#### 원문:
..........

Hypothesis-Conditioned Query Rewriting: 가설 기반 쿼리 재작성으로 의사결정에 유용한 RAG 검색 구현

Hypothesis-Conditioned Query Rewriting for Decision-Useful Retrieval

Mar 19, 2026•Hangeol Chang, Changsun Lee, Seungjoon Rho +2•View PDF

TL;DR Highlight

RAG에서 단순 토픽 검색 대신 '가설 → 3가지 타깃 쿼리' 방식으로 실제 답 선택에 도움되는 문서를 검색하는 training-free 기법

Who Should Read

RAG 파이프라인에서 검색된 문서가 실제 답변 품질 향상에 기여하지 못하는 문제를 겪고 있는 백엔드/ML 개발자. 특히 의료, 법률처럼 여러 후보 중 정답을 골라야 하는 다지선다형 QA 시스템을 만드는 개발자.

Core Mechanics

Simple RAG(원본 질문을 그대로 검색 쿼리로 쓰는 방식)은 모든 모델 설정에서 검색 없이 CoT로 답하는 것보다 오히려 성능이 낮음 — 관련 없는 문서가 오히려 방해됨
HCQR은 먼저 '임시 가설(working hypothesis)'을 세우고, 이를 기반으로 3가지 쿼리를 생성: (1) 가설 지지 증거, (2) 경쟁 후보와 구별하는 증거, (3) 질문의 핵심 단서 검증
가설은 최종 생성 모델에게 노출하지 않고 검색 쿼리 생성에만 사용 — 답을 미리 고정하는 anchoring 문제 방지
결정에 유용한 문서 비율(Decision-Useful Rate)을 측정하는 새로운 평가 지표 도입: ENTAILED(완전 근거), USEFUL(부분 근거), NOT USEFUL(무관) 3단계로 분류
post-retrieval 방식(리랭킹, 필터링)보다 pre-retrieval 쿼리 설계가 더 효과적 — 처음부터 좋은 쿼리를 만드는 게 나중에 걸러내는 것보다 중요
training-free 방식이라 모델 파인튜닝 없이 프롬프트만으로 구현 가능, Llama3.2-3B부터 Qwen3-30B까지 모든 모델에서 일관된 성능 향상

Evidence

MedQA에서 Simple RAG 대비 평균 +5.9 포인트 정확도 향상 (69.1% → 75.0%), MMLU-Med에서 +3.6 포인트 향상 (77.5% → 81.1%)

..........

#### 자료:
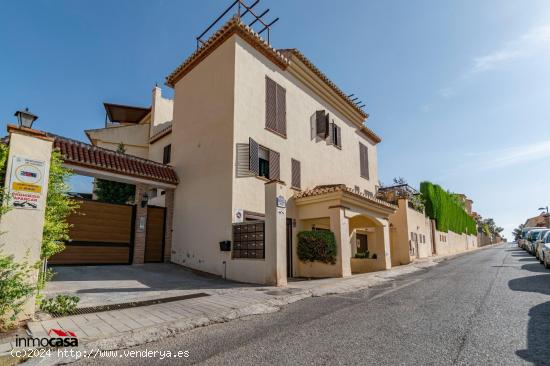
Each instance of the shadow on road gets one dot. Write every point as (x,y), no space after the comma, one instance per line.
(535,267)
(538,328)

..........

#### 과제 설명:
가설 기반 쿼리 재작성을 다룬 원문에서 "TL;DR Highlight"부터 "시스템을 만드는 개발자."까지, 끝 부분을 포함해 한 글자도 바꾸지 말고 다시 입력하세요. 이 자료는 원문 내용과 아무 관련이 없습니다.

#### 과제 답안:
TL;DR Highlight

RAG에서 단순 토픽 검색 대신 '가설 → 3가지 타깃 쿼리' 방식으로 실제 답 선택에 도움되는 문서를 검색하는 training-free 기법

Who Should Read

RAG 파이프라인에서 검색된 문서가 실제 답변 품질 향상에 기여하지 못하는 문제를 겪고 있는 백엔드/ML 개발자. 특히 의료, 법률처럼 여러 후보 중 정답을 골라야 하는 다지선다형 QA 시스템을 만드는 개발자.